To do. From the first line to the last, give the listing again exactly.

── Source records

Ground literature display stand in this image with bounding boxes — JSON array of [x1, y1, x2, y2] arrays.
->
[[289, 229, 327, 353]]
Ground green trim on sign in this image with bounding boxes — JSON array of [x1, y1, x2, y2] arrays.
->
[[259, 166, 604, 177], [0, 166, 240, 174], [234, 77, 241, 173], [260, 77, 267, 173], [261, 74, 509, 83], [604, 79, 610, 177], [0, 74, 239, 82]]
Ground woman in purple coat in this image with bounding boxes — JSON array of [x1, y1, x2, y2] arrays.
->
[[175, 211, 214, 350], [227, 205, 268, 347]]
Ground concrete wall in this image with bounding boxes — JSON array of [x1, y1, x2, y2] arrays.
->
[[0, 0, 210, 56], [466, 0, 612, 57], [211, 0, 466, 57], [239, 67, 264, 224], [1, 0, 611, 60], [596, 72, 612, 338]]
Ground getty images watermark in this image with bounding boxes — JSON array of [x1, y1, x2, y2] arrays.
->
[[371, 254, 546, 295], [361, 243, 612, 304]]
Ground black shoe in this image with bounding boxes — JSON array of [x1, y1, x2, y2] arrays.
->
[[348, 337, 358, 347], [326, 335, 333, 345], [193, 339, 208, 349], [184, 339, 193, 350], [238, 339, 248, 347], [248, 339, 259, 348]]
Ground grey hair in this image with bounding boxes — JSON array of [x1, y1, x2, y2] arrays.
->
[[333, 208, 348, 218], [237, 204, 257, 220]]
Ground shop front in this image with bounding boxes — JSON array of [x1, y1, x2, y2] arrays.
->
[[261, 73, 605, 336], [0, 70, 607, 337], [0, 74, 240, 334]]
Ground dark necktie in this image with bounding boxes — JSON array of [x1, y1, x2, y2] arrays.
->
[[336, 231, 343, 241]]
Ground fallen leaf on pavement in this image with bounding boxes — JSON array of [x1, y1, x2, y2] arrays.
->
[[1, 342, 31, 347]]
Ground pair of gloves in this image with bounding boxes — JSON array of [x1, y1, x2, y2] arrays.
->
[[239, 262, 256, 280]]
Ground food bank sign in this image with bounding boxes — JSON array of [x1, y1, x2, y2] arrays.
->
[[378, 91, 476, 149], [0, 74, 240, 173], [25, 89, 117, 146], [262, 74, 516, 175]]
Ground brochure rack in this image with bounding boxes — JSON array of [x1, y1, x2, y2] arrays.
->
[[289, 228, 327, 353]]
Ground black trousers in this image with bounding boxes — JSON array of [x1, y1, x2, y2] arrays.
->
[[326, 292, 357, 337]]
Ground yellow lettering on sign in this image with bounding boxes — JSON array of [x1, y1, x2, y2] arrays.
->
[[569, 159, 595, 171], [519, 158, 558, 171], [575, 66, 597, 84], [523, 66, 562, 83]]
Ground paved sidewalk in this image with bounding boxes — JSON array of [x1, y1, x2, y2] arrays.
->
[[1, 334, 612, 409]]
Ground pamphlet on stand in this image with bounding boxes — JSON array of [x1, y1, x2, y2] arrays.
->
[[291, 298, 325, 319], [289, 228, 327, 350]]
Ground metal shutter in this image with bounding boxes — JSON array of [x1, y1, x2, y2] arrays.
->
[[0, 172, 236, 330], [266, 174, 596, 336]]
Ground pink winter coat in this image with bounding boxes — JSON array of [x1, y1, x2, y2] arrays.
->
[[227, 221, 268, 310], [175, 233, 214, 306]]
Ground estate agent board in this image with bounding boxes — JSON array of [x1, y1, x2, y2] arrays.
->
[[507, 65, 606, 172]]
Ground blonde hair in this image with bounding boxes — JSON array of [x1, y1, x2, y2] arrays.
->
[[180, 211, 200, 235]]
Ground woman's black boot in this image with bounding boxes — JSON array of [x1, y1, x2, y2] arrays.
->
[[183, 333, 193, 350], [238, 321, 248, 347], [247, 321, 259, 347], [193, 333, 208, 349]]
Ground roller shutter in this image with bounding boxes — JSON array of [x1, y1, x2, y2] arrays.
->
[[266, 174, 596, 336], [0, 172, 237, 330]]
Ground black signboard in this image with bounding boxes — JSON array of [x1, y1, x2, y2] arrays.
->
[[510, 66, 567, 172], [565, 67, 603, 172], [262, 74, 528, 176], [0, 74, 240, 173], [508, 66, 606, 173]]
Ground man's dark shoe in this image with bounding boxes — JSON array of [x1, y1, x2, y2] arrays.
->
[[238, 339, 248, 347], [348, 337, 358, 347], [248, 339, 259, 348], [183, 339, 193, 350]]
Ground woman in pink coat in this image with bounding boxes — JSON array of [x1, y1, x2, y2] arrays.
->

────

Exercise solution.
Ground literature display stand in this image with bounding boxes — JSON array of [x1, y1, x2, y2] arrays.
->
[[289, 229, 327, 353]]
Ground green trim on sign in this image with bounding boxes — JSON array of [x1, y1, x2, y2] arrays.
->
[[259, 166, 604, 177], [0, 166, 240, 174], [234, 77, 241, 173], [260, 77, 267, 173], [261, 74, 509, 83], [604, 79, 610, 177], [0, 74, 239, 82]]
Ground woman in purple coat in this image with bounding boxes — JSON array of [x1, y1, x2, y2] arrays.
->
[[175, 211, 214, 350], [227, 205, 268, 347]]
Ground concrete wall in this image with bounding boxes — JSON array of [x1, y1, x2, y2] arrays.
->
[[0, 0, 210, 56], [466, 0, 612, 57], [211, 0, 466, 57], [239, 67, 264, 224], [1, 0, 611, 60], [596, 72, 612, 338]]
Ground getty images watermark in this image with bounding boxes — JSON array of [x1, y1, x2, y2] arrays.
->
[[371, 254, 546, 295], [361, 243, 612, 304]]
Ground black shoe in this image with bounding boxes — JSON array of [x1, y1, x2, y2] arrays.
->
[[348, 337, 358, 347], [326, 335, 333, 345], [193, 339, 208, 349], [184, 339, 193, 350], [238, 339, 248, 347], [248, 339, 259, 348]]
Ground grey hair in this image with bounding boxes — JSON array of [x1, y1, x2, y2] arrays.
->
[[333, 208, 348, 218], [237, 204, 257, 220]]
Ground shop front in this image with bounding boxes — JSON array of [x1, y1, x2, y2] arrays.
->
[[261, 73, 605, 336], [0, 70, 607, 337], [0, 74, 240, 334]]
Ground dark necktie in this image with bounding boxes — JSON array of [x1, y1, x2, y2] arrays.
->
[[336, 231, 343, 241]]
Ground fallen leaf on pavement in this image with bounding boxes — JSON array of [x1, y1, x2, y2] arrays.
->
[[1, 342, 31, 347]]
Ground pair of gloves in this image with bounding boxes — JSON array of [x1, y1, x2, y2] arrays.
->
[[239, 262, 256, 280]]
Ground food bank sign in this image with bounding boxes — JSON array of [x1, y1, x2, y2] arrays.
->
[[378, 91, 476, 149], [0, 74, 240, 173], [25, 89, 117, 146], [262, 74, 516, 175]]
Ground brochure rack in this image with bounding boxes — JSON array of [x1, y1, x2, y2] arrays.
->
[[289, 228, 327, 353]]
Ground black trousers in this image with bounding boxes — JSON array of [x1, y1, x2, y2] arrays.
->
[[326, 292, 357, 337]]
Ground yellow lettering on sign in this image with bounding boxes — JSON array of [x1, y1, x2, y2] arrays.
->
[[569, 159, 595, 171], [519, 158, 558, 171], [575, 66, 597, 84], [523, 66, 562, 83]]
Ground paved sidewalk in this image with bounding boxes — JSON array of [x1, y1, x2, y2] arrays.
->
[[1, 334, 612, 409]]
Ground pamphlet on stand in this image with bounding boxes — JSON array of [x1, y1, x2, y2] arrays.
->
[[291, 298, 325, 319], [289, 228, 327, 350]]
Ground metal shutter in this image with bounding boxes — JSON array of [x1, y1, x2, y2] arrays.
->
[[0, 172, 236, 330], [266, 174, 596, 336]]
Ground pink winter coat in this image with bounding boxes — JSON array of [x1, y1, x2, y2] arrays.
->
[[227, 221, 268, 310], [175, 233, 214, 306]]
Ground estate agent board in this image with bounding boxes — JSON array of [x1, y1, x2, y2] arrays.
->
[[507, 65, 606, 172]]
Ground blonde hair in this image with bounding boxes — JSON array of [x1, y1, x2, y2] arrays.
->
[[180, 211, 200, 235]]
Ground woman's black boot in this image with bounding boxes — JSON array of [x1, y1, x2, y2] arrays.
->
[[183, 333, 193, 350], [238, 321, 248, 347], [247, 321, 259, 347], [193, 333, 208, 349]]
Ground roller shutter in this image with bounding boxes — JSON array of [x1, y1, x2, y2] arrays.
->
[[266, 174, 596, 336], [0, 172, 237, 330]]
Ground black signboard in this image with bounding boxes — JSON array of [x1, y1, x2, y2] arrays.
->
[[510, 66, 567, 172], [565, 67, 603, 172], [262, 74, 528, 176], [0, 74, 240, 173], [508, 66, 606, 173]]
Ground man's dark shoe in this image with bounding boxes — JSON array of [x1, y1, x2, y2] arrays.
->
[[238, 339, 248, 347], [348, 337, 358, 347], [248, 339, 259, 348], [183, 339, 193, 350]]
Ground woman in pink coat in this image with bounding boxes — JSON array of [x1, y1, x2, y2] arrays.
->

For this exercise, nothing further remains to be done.